Exercise data:
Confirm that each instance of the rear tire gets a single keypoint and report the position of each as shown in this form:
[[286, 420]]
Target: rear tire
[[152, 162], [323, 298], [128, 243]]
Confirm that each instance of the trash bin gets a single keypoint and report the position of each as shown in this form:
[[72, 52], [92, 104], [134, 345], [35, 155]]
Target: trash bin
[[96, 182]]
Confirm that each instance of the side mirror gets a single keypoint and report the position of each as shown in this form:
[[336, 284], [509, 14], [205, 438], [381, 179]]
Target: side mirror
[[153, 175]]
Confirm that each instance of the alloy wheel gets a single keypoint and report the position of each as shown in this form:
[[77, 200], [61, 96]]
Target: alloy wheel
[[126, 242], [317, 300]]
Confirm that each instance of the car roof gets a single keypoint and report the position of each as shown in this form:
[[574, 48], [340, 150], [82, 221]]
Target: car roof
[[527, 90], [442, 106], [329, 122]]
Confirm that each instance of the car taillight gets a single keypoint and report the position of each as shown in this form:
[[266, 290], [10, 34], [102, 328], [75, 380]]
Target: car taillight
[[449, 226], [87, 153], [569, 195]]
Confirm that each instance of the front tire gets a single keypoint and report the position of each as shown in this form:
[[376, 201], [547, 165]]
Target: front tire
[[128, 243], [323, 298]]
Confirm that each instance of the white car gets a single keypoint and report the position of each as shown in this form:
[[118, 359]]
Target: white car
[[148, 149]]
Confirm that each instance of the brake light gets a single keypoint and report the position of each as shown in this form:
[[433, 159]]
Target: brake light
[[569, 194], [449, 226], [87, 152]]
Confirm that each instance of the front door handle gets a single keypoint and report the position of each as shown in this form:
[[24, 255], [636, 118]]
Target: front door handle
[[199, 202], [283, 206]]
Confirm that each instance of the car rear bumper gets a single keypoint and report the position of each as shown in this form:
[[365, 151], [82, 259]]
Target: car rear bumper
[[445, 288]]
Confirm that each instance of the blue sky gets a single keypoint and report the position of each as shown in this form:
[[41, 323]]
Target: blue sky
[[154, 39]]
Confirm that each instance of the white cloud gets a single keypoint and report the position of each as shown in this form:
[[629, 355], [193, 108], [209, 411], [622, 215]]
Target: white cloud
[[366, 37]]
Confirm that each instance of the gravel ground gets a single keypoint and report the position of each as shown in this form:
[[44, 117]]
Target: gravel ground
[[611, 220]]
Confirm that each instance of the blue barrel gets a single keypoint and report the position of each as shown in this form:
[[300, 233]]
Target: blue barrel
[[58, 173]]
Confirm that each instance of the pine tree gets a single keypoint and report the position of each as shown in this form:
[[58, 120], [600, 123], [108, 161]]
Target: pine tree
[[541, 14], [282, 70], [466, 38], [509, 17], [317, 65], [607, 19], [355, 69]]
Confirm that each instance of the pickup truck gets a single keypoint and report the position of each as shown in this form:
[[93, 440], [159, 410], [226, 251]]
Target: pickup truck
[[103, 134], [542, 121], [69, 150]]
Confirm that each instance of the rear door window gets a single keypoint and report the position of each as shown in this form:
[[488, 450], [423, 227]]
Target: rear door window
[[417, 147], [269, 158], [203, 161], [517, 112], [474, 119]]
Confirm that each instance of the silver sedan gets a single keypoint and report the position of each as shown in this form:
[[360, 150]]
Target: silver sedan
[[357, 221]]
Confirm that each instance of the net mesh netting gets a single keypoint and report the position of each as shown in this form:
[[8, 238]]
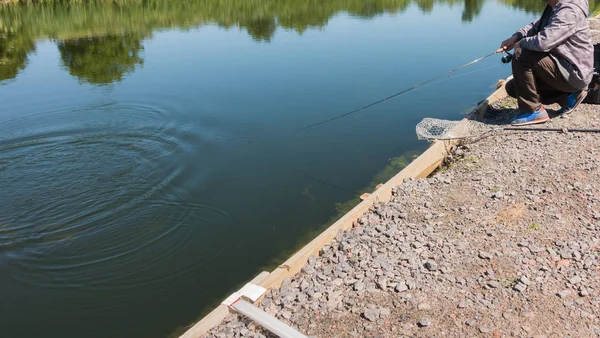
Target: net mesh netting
[[437, 129]]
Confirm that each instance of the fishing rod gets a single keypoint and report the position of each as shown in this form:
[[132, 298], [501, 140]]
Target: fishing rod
[[505, 59]]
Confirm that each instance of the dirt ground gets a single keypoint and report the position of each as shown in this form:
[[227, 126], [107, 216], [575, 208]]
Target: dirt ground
[[503, 241]]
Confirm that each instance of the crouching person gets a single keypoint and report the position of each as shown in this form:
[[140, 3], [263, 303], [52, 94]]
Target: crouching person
[[553, 61]]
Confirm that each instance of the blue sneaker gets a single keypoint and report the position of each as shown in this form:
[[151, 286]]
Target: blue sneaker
[[573, 101], [538, 116]]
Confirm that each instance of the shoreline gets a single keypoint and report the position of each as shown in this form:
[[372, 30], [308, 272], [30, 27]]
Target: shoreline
[[530, 270], [421, 167]]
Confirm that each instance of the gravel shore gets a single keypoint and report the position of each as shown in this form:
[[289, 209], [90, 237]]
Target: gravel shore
[[503, 241]]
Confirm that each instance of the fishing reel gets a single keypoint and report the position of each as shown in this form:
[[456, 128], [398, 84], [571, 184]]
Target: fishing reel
[[506, 57]]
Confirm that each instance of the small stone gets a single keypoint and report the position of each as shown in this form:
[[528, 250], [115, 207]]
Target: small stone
[[520, 287], [424, 306], [430, 265], [424, 322], [382, 284], [485, 329], [564, 293], [485, 255], [371, 315], [287, 314], [494, 284], [401, 287], [359, 286]]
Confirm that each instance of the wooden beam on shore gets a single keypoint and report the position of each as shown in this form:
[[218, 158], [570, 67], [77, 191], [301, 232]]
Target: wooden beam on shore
[[420, 167], [216, 316]]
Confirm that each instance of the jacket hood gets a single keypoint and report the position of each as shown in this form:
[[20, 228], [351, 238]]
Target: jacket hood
[[582, 4]]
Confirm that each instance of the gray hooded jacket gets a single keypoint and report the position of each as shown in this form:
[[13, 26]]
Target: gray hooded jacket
[[563, 31]]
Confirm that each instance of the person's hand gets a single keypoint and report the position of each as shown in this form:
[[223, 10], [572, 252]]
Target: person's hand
[[510, 43]]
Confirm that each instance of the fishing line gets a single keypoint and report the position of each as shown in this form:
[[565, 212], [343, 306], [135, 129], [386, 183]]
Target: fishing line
[[401, 92]]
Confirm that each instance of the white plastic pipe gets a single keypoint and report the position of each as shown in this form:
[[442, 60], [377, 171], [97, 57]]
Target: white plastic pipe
[[265, 320]]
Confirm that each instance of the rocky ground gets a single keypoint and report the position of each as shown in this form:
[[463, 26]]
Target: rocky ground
[[503, 241]]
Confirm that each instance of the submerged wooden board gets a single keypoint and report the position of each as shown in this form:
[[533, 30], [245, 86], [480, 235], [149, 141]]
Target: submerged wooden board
[[216, 316], [421, 167]]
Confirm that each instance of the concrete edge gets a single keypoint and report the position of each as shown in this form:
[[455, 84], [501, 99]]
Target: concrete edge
[[420, 167]]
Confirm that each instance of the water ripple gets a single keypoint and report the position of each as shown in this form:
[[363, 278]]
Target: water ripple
[[103, 204]]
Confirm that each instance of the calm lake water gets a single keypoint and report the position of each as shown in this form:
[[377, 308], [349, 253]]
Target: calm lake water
[[149, 162]]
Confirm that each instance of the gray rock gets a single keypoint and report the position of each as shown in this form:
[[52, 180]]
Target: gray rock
[[401, 287], [520, 287], [424, 322], [371, 315], [485, 329], [564, 293], [494, 284], [424, 306], [525, 280], [485, 255], [431, 266]]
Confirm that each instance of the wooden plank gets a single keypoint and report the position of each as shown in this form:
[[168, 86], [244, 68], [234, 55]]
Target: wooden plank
[[216, 316], [420, 167]]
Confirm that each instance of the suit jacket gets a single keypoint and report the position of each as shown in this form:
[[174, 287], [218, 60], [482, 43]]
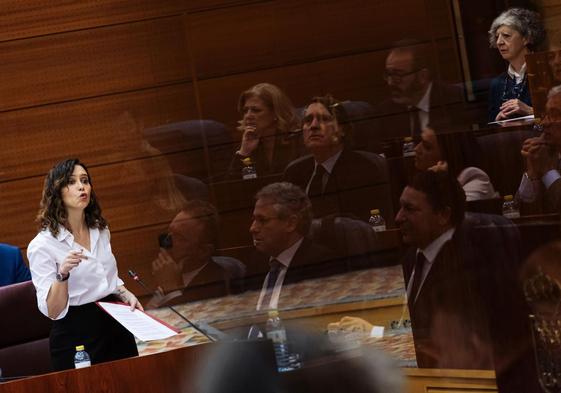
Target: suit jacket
[[471, 305], [311, 260], [447, 109], [357, 184], [496, 90], [446, 317], [12, 267]]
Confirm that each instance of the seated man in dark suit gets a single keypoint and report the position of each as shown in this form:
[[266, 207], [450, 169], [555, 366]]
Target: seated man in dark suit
[[12, 267], [186, 258], [281, 219], [416, 99], [338, 180]]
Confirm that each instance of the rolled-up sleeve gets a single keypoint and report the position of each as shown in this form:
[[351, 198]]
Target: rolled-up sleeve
[[43, 273]]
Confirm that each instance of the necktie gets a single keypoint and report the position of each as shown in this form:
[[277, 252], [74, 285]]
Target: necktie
[[417, 277], [414, 121], [275, 267], [316, 184]]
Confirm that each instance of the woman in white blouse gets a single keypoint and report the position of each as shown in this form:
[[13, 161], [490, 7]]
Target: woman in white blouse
[[72, 267]]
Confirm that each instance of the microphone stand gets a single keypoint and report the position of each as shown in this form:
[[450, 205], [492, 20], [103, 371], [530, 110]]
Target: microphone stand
[[136, 278]]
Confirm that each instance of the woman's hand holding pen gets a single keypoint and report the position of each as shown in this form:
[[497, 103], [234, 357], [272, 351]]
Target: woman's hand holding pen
[[250, 139], [512, 107]]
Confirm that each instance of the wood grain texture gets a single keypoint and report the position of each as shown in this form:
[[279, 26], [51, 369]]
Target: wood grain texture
[[23, 19], [282, 33], [353, 77], [98, 131], [92, 62]]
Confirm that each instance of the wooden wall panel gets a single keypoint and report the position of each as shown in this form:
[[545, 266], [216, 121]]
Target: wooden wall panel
[[271, 34], [98, 131], [21, 19], [92, 62]]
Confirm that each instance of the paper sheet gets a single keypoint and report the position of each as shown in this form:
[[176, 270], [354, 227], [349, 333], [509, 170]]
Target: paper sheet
[[529, 117], [140, 324]]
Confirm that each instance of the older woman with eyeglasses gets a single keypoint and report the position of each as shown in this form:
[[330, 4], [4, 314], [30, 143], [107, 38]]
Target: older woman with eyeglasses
[[338, 180], [515, 33]]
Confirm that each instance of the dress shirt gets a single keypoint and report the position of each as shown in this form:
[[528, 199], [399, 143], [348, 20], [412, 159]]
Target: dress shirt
[[528, 189], [518, 76], [93, 279], [328, 166], [284, 258], [476, 184], [424, 108], [430, 252]]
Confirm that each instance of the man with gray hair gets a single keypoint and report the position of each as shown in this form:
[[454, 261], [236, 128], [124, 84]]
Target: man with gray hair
[[541, 184], [280, 222]]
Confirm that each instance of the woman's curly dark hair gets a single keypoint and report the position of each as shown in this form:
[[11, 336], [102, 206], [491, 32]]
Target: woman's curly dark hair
[[528, 23], [52, 212]]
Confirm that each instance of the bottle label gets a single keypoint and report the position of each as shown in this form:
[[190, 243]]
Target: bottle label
[[277, 336]]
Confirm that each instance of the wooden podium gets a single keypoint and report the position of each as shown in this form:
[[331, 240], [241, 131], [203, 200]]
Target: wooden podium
[[178, 371]]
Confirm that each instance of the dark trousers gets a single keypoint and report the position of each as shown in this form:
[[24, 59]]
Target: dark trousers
[[103, 337]]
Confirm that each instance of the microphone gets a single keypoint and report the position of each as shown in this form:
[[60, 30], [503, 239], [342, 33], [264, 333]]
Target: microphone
[[136, 278]]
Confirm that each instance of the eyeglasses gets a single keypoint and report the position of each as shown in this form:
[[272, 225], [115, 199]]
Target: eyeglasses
[[322, 119], [263, 220], [397, 77]]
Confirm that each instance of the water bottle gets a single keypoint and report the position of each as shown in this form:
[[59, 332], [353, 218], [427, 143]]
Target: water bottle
[[510, 210], [277, 334], [408, 147], [81, 359], [248, 170], [376, 221]]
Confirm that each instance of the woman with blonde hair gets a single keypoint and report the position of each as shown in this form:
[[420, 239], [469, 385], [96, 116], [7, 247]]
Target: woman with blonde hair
[[268, 128], [515, 33]]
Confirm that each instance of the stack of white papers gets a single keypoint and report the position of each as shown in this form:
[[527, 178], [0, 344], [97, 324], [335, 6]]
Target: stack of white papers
[[141, 325]]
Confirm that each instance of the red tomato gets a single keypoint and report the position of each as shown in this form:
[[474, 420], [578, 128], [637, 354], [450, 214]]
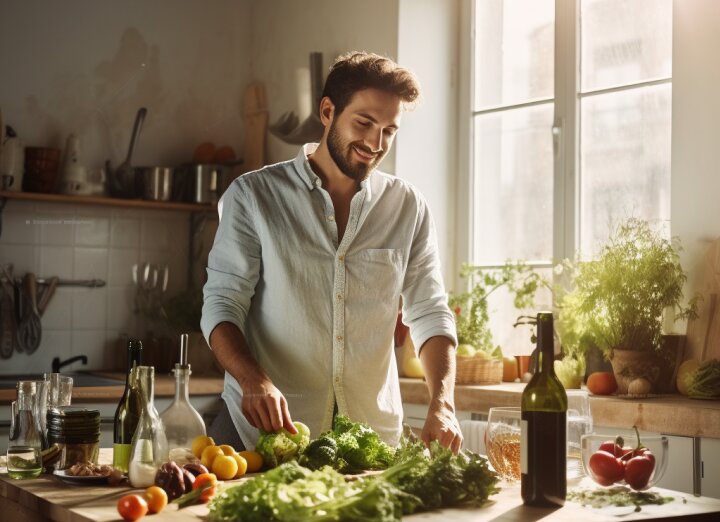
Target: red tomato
[[639, 469], [132, 507], [605, 468]]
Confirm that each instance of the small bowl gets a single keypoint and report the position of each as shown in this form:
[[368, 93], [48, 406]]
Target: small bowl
[[658, 445]]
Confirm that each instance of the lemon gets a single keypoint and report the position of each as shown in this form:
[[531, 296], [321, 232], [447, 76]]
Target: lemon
[[209, 455], [225, 466], [199, 443]]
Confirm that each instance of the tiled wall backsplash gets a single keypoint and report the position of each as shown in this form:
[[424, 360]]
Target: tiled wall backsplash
[[89, 242]]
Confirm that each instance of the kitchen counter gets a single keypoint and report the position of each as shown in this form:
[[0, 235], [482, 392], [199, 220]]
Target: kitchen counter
[[48, 498], [668, 414], [164, 387]]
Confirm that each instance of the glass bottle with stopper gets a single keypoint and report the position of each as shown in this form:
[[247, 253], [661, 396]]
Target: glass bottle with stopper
[[182, 422]]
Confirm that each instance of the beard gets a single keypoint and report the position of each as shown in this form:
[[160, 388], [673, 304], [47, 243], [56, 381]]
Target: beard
[[341, 153]]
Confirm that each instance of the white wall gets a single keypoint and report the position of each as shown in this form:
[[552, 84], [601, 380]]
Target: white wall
[[427, 152], [86, 66], [695, 211]]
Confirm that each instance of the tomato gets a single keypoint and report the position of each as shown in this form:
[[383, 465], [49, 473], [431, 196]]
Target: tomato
[[156, 498], [602, 383], [605, 468], [132, 507], [639, 469], [202, 479]]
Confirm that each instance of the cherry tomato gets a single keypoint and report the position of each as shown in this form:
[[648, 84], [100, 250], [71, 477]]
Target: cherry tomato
[[202, 479], [605, 468], [132, 507], [639, 469], [156, 498]]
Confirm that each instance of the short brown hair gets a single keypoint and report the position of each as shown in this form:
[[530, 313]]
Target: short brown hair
[[359, 70]]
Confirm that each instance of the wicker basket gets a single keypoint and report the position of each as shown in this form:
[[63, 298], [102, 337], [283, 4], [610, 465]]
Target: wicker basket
[[476, 370]]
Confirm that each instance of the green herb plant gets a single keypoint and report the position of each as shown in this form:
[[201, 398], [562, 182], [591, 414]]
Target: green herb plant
[[471, 307]]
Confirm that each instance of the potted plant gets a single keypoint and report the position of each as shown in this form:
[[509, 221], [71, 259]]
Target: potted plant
[[619, 299], [479, 359]]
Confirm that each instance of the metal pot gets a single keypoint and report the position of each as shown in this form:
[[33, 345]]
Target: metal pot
[[156, 182]]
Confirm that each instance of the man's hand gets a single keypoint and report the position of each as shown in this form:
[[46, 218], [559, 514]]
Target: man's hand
[[265, 407], [442, 425]]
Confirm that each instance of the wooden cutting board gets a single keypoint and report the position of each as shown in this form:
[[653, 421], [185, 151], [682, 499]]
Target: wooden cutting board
[[703, 334]]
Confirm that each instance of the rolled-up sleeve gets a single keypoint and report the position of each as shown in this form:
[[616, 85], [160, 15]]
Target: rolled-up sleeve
[[234, 263], [425, 308]]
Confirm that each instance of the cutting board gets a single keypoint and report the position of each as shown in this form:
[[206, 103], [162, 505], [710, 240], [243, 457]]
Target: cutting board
[[703, 334]]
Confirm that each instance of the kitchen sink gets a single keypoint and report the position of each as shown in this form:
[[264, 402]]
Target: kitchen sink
[[80, 380]]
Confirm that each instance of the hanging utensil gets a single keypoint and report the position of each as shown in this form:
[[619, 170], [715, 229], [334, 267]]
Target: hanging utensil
[[29, 333], [8, 324], [122, 181]]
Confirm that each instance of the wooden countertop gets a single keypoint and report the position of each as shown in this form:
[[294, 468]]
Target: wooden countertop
[[48, 498], [164, 387], [668, 414]]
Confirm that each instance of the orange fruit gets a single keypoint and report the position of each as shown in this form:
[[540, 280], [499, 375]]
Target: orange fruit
[[209, 455], [199, 443], [156, 498], [602, 383], [242, 465], [225, 467], [253, 459]]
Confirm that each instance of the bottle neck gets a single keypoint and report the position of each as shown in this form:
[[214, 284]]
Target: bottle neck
[[182, 384]]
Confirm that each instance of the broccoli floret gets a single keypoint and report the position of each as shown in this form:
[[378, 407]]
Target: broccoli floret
[[281, 446], [320, 452]]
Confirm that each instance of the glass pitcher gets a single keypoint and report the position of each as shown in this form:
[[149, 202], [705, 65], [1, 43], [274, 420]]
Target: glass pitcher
[[24, 459], [149, 444]]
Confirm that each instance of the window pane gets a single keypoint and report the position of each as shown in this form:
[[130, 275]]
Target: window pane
[[624, 160], [513, 185], [514, 51], [625, 41], [503, 314]]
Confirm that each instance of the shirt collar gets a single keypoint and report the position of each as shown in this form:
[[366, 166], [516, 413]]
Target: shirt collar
[[306, 173]]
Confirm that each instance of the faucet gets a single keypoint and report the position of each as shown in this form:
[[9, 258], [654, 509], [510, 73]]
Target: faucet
[[57, 363]]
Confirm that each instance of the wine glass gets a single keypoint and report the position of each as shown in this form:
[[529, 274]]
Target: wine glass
[[502, 441]]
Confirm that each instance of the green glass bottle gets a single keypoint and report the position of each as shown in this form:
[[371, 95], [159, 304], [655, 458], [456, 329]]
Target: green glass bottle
[[543, 453], [127, 413]]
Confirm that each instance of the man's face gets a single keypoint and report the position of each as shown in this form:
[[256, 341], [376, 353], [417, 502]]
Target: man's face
[[362, 134]]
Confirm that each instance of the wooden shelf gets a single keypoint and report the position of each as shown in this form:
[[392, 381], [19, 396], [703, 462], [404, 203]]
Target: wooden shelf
[[107, 201]]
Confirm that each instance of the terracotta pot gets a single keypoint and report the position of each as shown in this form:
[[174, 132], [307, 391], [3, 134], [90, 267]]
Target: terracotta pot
[[629, 365]]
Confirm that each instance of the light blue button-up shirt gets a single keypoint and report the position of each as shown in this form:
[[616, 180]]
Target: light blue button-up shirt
[[319, 315]]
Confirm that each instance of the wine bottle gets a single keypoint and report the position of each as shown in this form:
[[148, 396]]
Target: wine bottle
[[127, 413], [543, 452]]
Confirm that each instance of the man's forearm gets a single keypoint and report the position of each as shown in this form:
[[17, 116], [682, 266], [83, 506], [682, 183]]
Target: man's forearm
[[437, 355], [229, 346]]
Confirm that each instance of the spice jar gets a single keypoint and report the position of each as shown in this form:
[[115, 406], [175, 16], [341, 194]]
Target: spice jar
[[76, 431]]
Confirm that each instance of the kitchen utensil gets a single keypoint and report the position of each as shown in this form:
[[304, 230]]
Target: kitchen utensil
[[311, 129], [256, 116], [8, 323], [122, 181], [157, 182], [47, 294], [29, 333]]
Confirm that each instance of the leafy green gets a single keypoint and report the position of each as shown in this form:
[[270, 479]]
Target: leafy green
[[417, 482], [705, 381], [349, 446], [282, 446]]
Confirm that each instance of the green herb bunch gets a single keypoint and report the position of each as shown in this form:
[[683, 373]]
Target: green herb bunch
[[622, 294], [471, 307]]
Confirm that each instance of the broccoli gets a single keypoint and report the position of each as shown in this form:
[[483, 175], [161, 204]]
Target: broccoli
[[282, 446]]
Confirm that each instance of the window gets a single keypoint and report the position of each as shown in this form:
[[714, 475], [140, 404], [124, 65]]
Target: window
[[571, 107]]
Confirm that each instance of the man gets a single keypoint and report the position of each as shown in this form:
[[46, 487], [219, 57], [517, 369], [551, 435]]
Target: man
[[309, 263]]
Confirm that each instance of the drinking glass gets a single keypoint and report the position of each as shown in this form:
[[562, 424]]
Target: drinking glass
[[59, 389], [579, 423], [502, 441]]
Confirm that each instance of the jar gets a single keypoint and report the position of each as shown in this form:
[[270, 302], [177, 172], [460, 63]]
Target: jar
[[76, 432]]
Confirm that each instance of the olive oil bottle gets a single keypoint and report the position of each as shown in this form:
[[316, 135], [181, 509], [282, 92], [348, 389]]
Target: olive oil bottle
[[543, 452]]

Direction: Can you edit everything in the material from the line containing "Confirm that each instance of the glass pitcher" down to the line containing "[[24, 459], [149, 444]]" so that "glass pitcher" becomes "water carafe", leaving all else unchanged, and return only those lines?

Completed exercise:
Confirm that each instance of the water carafe gets a single keypoint and report the position of each as shown in this form:
[[149, 202], [705, 65], [1, 43], [274, 420]]
Target: water carafe
[[24, 459], [149, 444]]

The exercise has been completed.